The European Commission has published its amendments to MiFID II research rules and best execution reporting to offer relief to participants in the wake of the COVID-19 pandemic.
Under the changes, investors will be permitted to bundle payments for research and execution provided that the research is on issuers with a market cap of less than €1 billion over 36 months.
Amendments to fixed income research, initially proposed by the Commission, were not included in the recently published directive.
The amendments to the requirements which fall under the MiFID II regulation come as part of a relief package from Brussels, designed to advance Europe’s recovery following the COVID-19 pandemic.
The Commission confirmed plans to make the amendments in July last year following the first peak in COVID-19 cases, with the recent statement bringing those intentions into law.
“In the immediate aftermath of the COVID-19 pandemic, issuers, and in particular small and middle-capitalisation companies, need to be supported by strong capital markets. Research on small and middle-capitalisation issuers is essential to help issuers to connect with investors,” said the Commission.
“That research increases the visibility of issuers and thus ensures a sufficient level of investment and liquidity. Investment firms should be allowed to pay jointly for the provision of research and for the provision of execution services provided certain conditions are met.”

**Material provided:**

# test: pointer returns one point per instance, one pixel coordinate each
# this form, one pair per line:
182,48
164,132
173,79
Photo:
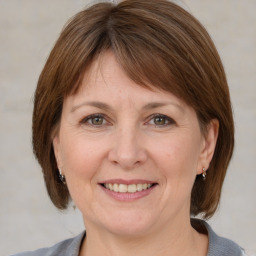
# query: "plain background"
28,30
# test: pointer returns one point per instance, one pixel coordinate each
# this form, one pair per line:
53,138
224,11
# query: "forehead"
105,80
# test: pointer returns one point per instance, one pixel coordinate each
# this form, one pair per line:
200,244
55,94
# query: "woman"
133,121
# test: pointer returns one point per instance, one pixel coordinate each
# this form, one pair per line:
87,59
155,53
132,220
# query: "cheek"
177,159
81,158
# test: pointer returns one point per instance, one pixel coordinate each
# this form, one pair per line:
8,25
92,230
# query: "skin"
129,140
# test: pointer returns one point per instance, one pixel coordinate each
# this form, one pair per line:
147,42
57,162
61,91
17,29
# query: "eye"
94,120
161,120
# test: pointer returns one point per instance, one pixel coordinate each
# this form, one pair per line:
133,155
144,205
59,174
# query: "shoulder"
219,245
69,247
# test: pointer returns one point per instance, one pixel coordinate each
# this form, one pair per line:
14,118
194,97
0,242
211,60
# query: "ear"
209,144
56,149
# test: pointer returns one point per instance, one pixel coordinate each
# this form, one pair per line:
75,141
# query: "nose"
127,151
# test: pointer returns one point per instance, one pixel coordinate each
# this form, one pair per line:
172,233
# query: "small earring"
204,174
62,177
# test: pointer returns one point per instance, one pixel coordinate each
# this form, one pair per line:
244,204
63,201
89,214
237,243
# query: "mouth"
128,188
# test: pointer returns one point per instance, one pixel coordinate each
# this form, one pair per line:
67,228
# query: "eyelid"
84,120
170,120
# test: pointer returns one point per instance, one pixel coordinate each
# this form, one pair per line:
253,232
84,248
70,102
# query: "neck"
180,240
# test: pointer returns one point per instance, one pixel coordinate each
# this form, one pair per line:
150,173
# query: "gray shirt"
218,246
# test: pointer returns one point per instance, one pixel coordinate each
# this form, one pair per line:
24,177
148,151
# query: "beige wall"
28,29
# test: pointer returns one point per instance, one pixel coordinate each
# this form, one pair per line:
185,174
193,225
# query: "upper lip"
127,182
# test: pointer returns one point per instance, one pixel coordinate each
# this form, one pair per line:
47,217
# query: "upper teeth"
123,188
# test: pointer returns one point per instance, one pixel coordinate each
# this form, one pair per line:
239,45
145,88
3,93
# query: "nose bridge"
128,150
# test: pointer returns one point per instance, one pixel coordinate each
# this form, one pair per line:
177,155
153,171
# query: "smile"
123,188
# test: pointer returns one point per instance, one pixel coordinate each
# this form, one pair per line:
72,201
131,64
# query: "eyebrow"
96,104
153,105
104,106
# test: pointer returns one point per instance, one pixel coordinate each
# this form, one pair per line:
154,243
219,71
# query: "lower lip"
128,196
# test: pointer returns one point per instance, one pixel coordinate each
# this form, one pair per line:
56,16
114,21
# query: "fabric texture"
218,246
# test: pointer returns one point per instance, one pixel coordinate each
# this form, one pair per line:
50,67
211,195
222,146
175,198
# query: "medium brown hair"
158,44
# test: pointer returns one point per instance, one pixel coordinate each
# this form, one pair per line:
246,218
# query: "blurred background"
28,30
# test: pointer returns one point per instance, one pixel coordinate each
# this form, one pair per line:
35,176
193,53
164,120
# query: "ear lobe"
210,140
56,149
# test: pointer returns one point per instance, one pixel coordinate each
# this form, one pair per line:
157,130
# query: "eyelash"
168,120
88,120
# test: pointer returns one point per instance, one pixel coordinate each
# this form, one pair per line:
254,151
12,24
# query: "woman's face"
130,155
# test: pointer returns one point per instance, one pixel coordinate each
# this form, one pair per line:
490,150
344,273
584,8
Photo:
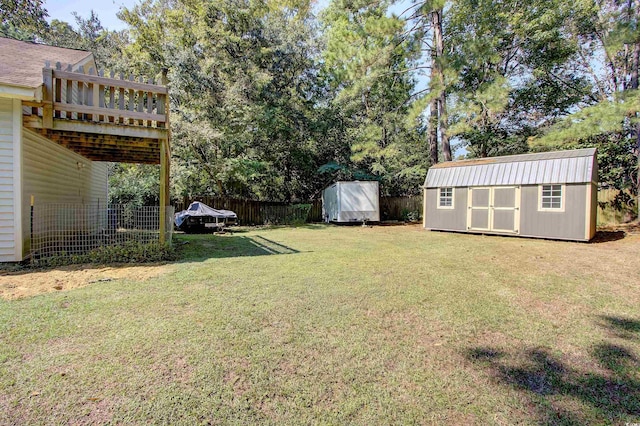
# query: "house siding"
53,174
7,218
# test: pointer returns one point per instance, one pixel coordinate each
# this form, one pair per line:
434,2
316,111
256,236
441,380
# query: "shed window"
445,198
551,197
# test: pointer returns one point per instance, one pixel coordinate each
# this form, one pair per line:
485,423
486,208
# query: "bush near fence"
609,215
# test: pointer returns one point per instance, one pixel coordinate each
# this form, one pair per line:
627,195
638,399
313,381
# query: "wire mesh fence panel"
76,229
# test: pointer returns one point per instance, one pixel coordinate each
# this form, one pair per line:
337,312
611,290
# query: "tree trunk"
433,132
635,64
433,107
437,66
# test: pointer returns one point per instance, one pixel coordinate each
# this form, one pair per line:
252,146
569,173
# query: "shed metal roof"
574,166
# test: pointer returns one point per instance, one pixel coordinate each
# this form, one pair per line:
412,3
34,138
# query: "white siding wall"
54,174
7,244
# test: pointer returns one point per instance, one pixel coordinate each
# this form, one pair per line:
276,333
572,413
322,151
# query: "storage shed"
544,195
350,202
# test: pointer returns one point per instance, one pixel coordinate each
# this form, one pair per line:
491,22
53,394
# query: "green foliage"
515,65
22,19
366,63
106,46
128,252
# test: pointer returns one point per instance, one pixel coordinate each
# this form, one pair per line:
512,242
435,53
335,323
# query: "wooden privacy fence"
251,212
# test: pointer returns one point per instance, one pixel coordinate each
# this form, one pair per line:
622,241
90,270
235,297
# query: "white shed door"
494,209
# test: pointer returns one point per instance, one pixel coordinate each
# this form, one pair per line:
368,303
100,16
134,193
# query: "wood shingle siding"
7,245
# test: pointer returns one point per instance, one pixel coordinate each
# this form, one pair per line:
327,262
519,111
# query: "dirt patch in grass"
20,284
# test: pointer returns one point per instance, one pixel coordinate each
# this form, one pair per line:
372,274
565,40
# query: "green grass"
323,324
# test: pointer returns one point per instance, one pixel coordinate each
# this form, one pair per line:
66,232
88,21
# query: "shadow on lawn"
202,247
613,391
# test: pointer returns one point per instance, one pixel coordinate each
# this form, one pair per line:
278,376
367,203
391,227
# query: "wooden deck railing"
91,98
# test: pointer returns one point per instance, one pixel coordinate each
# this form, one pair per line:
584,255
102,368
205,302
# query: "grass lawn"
333,325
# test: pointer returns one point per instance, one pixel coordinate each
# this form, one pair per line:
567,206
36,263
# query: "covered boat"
199,217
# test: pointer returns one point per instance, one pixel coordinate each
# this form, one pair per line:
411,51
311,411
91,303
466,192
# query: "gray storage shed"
545,195
351,202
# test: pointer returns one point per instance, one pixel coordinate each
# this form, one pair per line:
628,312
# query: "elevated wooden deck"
102,118
105,119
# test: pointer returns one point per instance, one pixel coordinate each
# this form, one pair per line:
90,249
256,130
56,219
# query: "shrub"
128,252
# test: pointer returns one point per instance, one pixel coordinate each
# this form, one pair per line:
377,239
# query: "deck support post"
164,189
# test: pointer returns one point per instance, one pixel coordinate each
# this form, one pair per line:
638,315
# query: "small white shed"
351,202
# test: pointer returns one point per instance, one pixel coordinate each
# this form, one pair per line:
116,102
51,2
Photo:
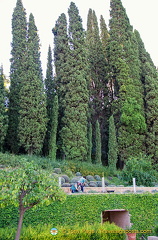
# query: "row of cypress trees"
101,104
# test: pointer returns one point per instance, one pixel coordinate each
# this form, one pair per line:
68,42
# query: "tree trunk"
22,211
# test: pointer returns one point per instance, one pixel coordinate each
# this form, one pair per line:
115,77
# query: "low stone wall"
115,189
152,238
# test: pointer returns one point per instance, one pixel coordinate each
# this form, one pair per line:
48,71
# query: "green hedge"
87,208
85,232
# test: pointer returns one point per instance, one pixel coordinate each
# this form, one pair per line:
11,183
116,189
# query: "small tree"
26,187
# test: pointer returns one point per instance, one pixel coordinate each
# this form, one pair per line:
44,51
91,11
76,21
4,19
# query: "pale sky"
143,16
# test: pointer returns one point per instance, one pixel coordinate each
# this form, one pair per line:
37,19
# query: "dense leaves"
26,187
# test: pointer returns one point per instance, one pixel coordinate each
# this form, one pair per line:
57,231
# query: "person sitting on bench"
73,189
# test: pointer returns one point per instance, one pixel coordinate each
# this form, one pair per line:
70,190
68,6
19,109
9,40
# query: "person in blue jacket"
82,182
73,189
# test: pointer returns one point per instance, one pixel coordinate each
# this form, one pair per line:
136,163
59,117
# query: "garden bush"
87,208
85,232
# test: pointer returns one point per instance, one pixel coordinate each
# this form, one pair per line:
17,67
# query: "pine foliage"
74,131
97,143
32,121
18,60
3,111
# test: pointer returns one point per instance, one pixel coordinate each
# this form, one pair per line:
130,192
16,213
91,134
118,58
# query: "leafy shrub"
141,169
85,232
67,179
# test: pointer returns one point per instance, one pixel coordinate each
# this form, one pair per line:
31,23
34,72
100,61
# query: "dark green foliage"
18,61
63,214
53,130
140,168
89,137
125,84
32,119
50,92
74,130
84,232
98,91
149,78
3,111
112,146
61,53
97,67
97,143
104,35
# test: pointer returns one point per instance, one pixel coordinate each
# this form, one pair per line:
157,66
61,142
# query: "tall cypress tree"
17,70
97,143
53,130
149,78
3,112
112,146
98,77
74,132
125,85
50,92
61,54
97,67
32,122
89,137
104,34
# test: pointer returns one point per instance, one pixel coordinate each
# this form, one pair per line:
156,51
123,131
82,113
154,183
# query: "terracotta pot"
131,236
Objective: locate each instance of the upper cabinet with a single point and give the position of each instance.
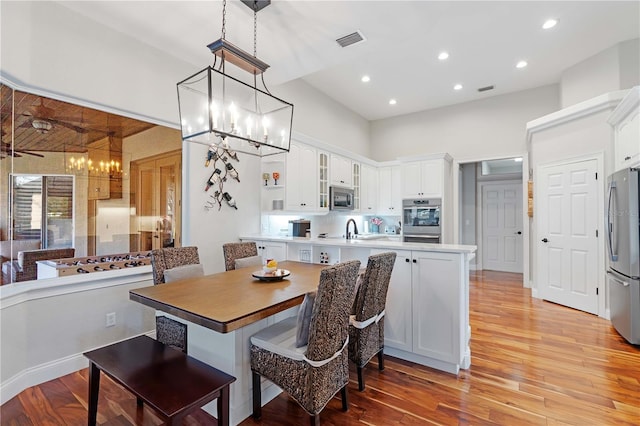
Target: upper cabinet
(625, 120)
(390, 201)
(301, 192)
(368, 189)
(423, 179)
(341, 172)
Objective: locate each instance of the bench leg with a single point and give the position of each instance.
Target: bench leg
(223, 407)
(94, 388)
(257, 396)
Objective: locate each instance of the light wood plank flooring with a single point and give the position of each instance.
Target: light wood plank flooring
(533, 363)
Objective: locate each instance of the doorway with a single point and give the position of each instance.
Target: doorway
(469, 178)
(569, 272)
(156, 199)
(502, 226)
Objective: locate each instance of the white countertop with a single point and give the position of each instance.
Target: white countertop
(366, 243)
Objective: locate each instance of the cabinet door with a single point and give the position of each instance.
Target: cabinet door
(341, 171)
(627, 148)
(308, 177)
(412, 180)
(437, 306)
(397, 318)
(368, 189)
(389, 201)
(396, 197)
(431, 177)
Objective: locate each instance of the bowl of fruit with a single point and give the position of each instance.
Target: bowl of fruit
(270, 265)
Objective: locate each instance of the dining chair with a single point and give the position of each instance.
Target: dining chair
(313, 373)
(180, 262)
(366, 324)
(234, 251)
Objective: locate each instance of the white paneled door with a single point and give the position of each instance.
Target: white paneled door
(567, 213)
(502, 227)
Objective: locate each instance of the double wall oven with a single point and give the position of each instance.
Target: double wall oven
(421, 220)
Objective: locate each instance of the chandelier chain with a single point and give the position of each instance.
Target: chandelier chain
(224, 18)
(255, 29)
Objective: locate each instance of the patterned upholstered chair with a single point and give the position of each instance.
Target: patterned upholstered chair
(233, 251)
(169, 331)
(314, 373)
(366, 324)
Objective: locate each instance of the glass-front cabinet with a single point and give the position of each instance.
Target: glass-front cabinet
(323, 180)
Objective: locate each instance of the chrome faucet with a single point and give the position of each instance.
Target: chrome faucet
(355, 229)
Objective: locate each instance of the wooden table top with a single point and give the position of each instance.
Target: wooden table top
(230, 300)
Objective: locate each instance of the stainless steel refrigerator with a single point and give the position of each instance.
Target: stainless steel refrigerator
(623, 240)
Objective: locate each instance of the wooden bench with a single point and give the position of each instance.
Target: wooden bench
(168, 380)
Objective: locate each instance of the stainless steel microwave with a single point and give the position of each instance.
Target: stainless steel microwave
(340, 198)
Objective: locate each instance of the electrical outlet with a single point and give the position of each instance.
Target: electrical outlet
(111, 319)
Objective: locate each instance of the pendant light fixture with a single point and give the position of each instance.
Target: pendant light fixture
(228, 114)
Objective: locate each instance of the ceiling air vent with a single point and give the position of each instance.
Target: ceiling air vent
(350, 39)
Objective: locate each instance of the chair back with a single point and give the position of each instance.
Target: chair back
(233, 251)
(167, 258)
(371, 296)
(329, 326)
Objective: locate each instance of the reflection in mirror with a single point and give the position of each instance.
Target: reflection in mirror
(73, 176)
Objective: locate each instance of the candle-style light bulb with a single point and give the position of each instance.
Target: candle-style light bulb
(265, 126)
(213, 179)
(230, 201)
(249, 124)
(233, 172)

**Work item A:** In the article on the MiFID II amendments, what market capitalization must an issuer have for research on it to be paid for together with execution?
**Work item B:** Sum up the article on the MiFID II amendments in two sentences.
**Work item C:** Please carry the article on the MiFID II amendments forward from the point where it ends.

**Result A:** Less than €1 billion over 36 months.

**Result B:** As part of a COVID-19 recovery relief package, the European Commission has published amendments to MiFID II research and best execution reporting rules that let investors bundle payments for research and execution when the research covers issuers with a market cap under €1 billion over 36 months. Proposed changes to fixed income research were left out, and the Commission said research on small and mid-cap issuers is essential to connect them with investors.

**Result C:**
MiFID II’s rules on research requiring a clear separation on payments for research and execution have been controversial since they were introduced in 2018. Critics of the rules have argued that unbundling has had limited impact on transparency, reduced research coverage and quality, and dented liquidity in certain stocks.
National regulators across Europe hold conflicting views on the impact unbundling has had on the institutional research marketplace. France’s Autorité des Marchés Financiers (AMF) and the French Treasury strongly supported the changes to the research rules, while the European Securities and Markets Authority (ESMA) was less in favour of rolling back the unbundling requirements.
“These changes were the best possible compromise from the divergent views between some member states and ESMA on SME research coverage following implementation of MiFID II,” Pedro Fernandes, CEO and founder of Paris-based research management platform provider ResearchPool, told The TRADE.
“Given the limit scope of these changes, it is difficult to see Investors applying any changes to their research policy in terms of payments and usage.”
Elsewhere in the published amendments to MiFID II, the Commission has temporarily suspended best execution reporting requirements, labelling them as rarely read and too burdensome for market participants.
“The overall aim of those amendments should therefore be to remove unnecessary red tape and introduce carefully calibrated measures that are deemed effective in order to mitigate the economic turmoil,” said the Commission.